[Bounding-box records]

+++++

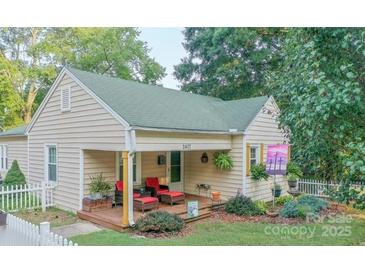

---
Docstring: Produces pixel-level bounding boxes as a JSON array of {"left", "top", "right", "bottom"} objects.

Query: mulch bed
[{"left": 133, "top": 224, "right": 193, "bottom": 239}]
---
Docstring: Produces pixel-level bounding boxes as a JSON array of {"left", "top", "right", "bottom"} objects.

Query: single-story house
[{"left": 0, "top": 68, "right": 287, "bottom": 225}]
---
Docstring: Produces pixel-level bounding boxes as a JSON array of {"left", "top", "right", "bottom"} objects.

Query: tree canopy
[
  {"left": 175, "top": 28, "right": 285, "bottom": 100},
  {"left": 268, "top": 28, "right": 365, "bottom": 179},
  {"left": 0, "top": 28, "right": 165, "bottom": 128}
]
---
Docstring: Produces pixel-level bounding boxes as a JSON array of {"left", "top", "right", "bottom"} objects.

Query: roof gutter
[
  {"left": 127, "top": 128, "right": 136, "bottom": 227},
  {"left": 131, "top": 126, "right": 244, "bottom": 135}
]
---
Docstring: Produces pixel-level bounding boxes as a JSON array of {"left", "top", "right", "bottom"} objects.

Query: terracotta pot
[{"left": 212, "top": 191, "right": 221, "bottom": 201}]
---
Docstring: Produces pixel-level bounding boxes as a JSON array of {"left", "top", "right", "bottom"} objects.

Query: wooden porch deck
[{"left": 77, "top": 194, "right": 216, "bottom": 231}]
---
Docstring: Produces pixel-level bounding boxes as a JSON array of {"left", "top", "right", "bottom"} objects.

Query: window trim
[
  {"left": 0, "top": 144, "right": 9, "bottom": 171},
  {"left": 249, "top": 144, "right": 261, "bottom": 169},
  {"left": 60, "top": 86, "right": 71, "bottom": 112},
  {"left": 44, "top": 143, "right": 59, "bottom": 185}
]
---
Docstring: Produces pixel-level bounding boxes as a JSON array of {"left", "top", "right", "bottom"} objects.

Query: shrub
[
  {"left": 279, "top": 201, "right": 311, "bottom": 218},
  {"left": 275, "top": 195, "right": 294, "bottom": 206},
  {"left": 255, "top": 200, "right": 269, "bottom": 215},
  {"left": 298, "top": 195, "right": 328, "bottom": 213},
  {"left": 250, "top": 163, "right": 269, "bottom": 181},
  {"left": 136, "top": 211, "right": 184, "bottom": 233},
  {"left": 286, "top": 161, "right": 303, "bottom": 179},
  {"left": 214, "top": 152, "right": 233, "bottom": 170},
  {"left": 224, "top": 194, "right": 262, "bottom": 216},
  {"left": 279, "top": 195, "right": 328, "bottom": 218},
  {"left": 4, "top": 160, "right": 26, "bottom": 185}
]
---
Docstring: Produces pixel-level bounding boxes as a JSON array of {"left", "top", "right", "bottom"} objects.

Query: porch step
[{"left": 77, "top": 210, "right": 128, "bottom": 232}]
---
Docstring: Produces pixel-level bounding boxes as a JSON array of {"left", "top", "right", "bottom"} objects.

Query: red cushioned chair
[
  {"left": 115, "top": 181, "right": 141, "bottom": 205},
  {"left": 146, "top": 177, "right": 169, "bottom": 197}
]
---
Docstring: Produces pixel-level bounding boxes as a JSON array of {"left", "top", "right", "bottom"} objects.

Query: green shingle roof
[
  {"left": 67, "top": 68, "right": 268, "bottom": 131},
  {"left": 0, "top": 126, "right": 27, "bottom": 137}
]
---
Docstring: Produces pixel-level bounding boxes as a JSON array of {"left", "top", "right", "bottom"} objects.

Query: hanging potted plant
[
  {"left": 286, "top": 161, "right": 303, "bottom": 188},
  {"left": 250, "top": 163, "right": 270, "bottom": 181},
  {"left": 214, "top": 152, "right": 233, "bottom": 170}
]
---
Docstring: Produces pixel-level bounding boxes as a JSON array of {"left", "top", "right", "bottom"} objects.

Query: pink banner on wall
[{"left": 266, "top": 144, "right": 288, "bottom": 175}]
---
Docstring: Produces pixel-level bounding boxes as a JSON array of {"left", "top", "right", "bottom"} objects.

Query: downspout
[{"left": 128, "top": 129, "right": 136, "bottom": 227}]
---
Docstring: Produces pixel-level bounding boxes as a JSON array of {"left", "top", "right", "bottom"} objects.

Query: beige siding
[
  {"left": 29, "top": 75, "right": 124, "bottom": 210},
  {"left": 184, "top": 136, "right": 243, "bottom": 199},
  {"left": 136, "top": 131, "right": 232, "bottom": 151},
  {"left": 244, "top": 97, "right": 287, "bottom": 201},
  {"left": 84, "top": 150, "right": 116, "bottom": 195},
  {"left": 141, "top": 152, "right": 166, "bottom": 184},
  {"left": 0, "top": 136, "right": 28, "bottom": 178}
]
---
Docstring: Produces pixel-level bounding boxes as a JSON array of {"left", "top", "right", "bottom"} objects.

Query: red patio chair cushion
[
  {"left": 146, "top": 177, "right": 160, "bottom": 192},
  {"left": 164, "top": 191, "right": 184, "bottom": 197},
  {"left": 115, "top": 181, "right": 123, "bottom": 191},
  {"left": 157, "top": 189, "right": 169, "bottom": 195},
  {"left": 133, "top": 193, "right": 141, "bottom": 199},
  {"left": 135, "top": 197, "right": 158, "bottom": 204}
]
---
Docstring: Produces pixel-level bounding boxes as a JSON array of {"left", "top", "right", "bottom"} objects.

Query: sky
[{"left": 139, "top": 28, "right": 187, "bottom": 89}]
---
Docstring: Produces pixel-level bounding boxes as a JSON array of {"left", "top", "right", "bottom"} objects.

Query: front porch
[{"left": 77, "top": 194, "right": 216, "bottom": 231}]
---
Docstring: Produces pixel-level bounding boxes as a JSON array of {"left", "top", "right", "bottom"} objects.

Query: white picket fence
[
  {"left": 0, "top": 182, "right": 54, "bottom": 212},
  {"left": 298, "top": 179, "right": 365, "bottom": 198},
  {"left": 3, "top": 213, "right": 77, "bottom": 246}
]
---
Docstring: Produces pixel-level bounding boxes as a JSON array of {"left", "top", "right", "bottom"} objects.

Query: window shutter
[
  {"left": 246, "top": 144, "right": 251, "bottom": 176},
  {"left": 61, "top": 88, "right": 71, "bottom": 111},
  {"left": 260, "top": 144, "right": 264, "bottom": 163}
]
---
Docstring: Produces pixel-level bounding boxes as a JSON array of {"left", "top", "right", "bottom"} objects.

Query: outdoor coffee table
[
  {"left": 160, "top": 191, "right": 185, "bottom": 205},
  {"left": 133, "top": 197, "right": 158, "bottom": 213}
]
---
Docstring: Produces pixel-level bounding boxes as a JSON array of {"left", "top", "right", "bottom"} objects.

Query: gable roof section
[
  {"left": 66, "top": 68, "right": 269, "bottom": 132},
  {"left": 0, "top": 125, "right": 27, "bottom": 138}
]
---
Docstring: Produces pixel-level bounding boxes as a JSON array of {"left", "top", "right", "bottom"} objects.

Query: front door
[{"left": 166, "top": 151, "right": 184, "bottom": 191}]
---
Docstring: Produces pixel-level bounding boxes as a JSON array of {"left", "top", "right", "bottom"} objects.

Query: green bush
[
  {"left": 4, "top": 160, "right": 26, "bottom": 185},
  {"left": 255, "top": 200, "right": 269, "bottom": 215},
  {"left": 275, "top": 195, "right": 294, "bottom": 206},
  {"left": 136, "top": 211, "right": 184, "bottom": 233},
  {"left": 279, "top": 195, "right": 328, "bottom": 218},
  {"left": 224, "top": 194, "right": 263, "bottom": 216},
  {"left": 250, "top": 163, "right": 269, "bottom": 181},
  {"left": 298, "top": 195, "right": 328, "bottom": 213}
]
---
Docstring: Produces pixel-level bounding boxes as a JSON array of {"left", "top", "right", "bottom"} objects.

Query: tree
[
  {"left": 175, "top": 28, "right": 286, "bottom": 100},
  {"left": 0, "top": 28, "right": 165, "bottom": 123},
  {"left": 0, "top": 56, "right": 22, "bottom": 131},
  {"left": 268, "top": 28, "right": 365, "bottom": 179},
  {"left": 4, "top": 160, "right": 26, "bottom": 185}
]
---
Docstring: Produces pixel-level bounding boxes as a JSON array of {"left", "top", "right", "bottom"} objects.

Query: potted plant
[
  {"left": 286, "top": 161, "right": 303, "bottom": 188},
  {"left": 250, "top": 163, "right": 269, "bottom": 181},
  {"left": 214, "top": 152, "right": 233, "bottom": 170},
  {"left": 271, "top": 183, "right": 282, "bottom": 198},
  {"left": 287, "top": 173, "right": 298, "bottom": 188},
  {"left": 90, "top": 173, "right": 113, "bottom": 200}
]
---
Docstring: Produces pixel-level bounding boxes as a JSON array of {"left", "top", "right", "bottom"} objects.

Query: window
[
  {"left": 61, "top": 88, "right": 71, "bottom": 111},
  {"left": 47, "top": 146, "right": 57, "bottom": 182},
  {"left": 0, "top": 145, "right": 8, "bottom": 170},
  {"left": 171, "top": 151, "right": 181, "bottom": 183},
  {"left": 250, "top": 146, "right": 260, "bottom": 166},
  {"left": 119, "top": 153, "right": 139, "bottom": 184}
]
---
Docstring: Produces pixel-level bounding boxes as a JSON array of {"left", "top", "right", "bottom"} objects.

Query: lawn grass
[
  {"left": 71, "top": 219, "right": 365, "bottom": 246},
  {"left": 14, "top": 207, "right": 79, "bottom": 227}
]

+++++

Exercise details: Pick out each line in the rows above that contains the word "green" and copy it.

Response below:
Query: green shingle roof
Query: green bush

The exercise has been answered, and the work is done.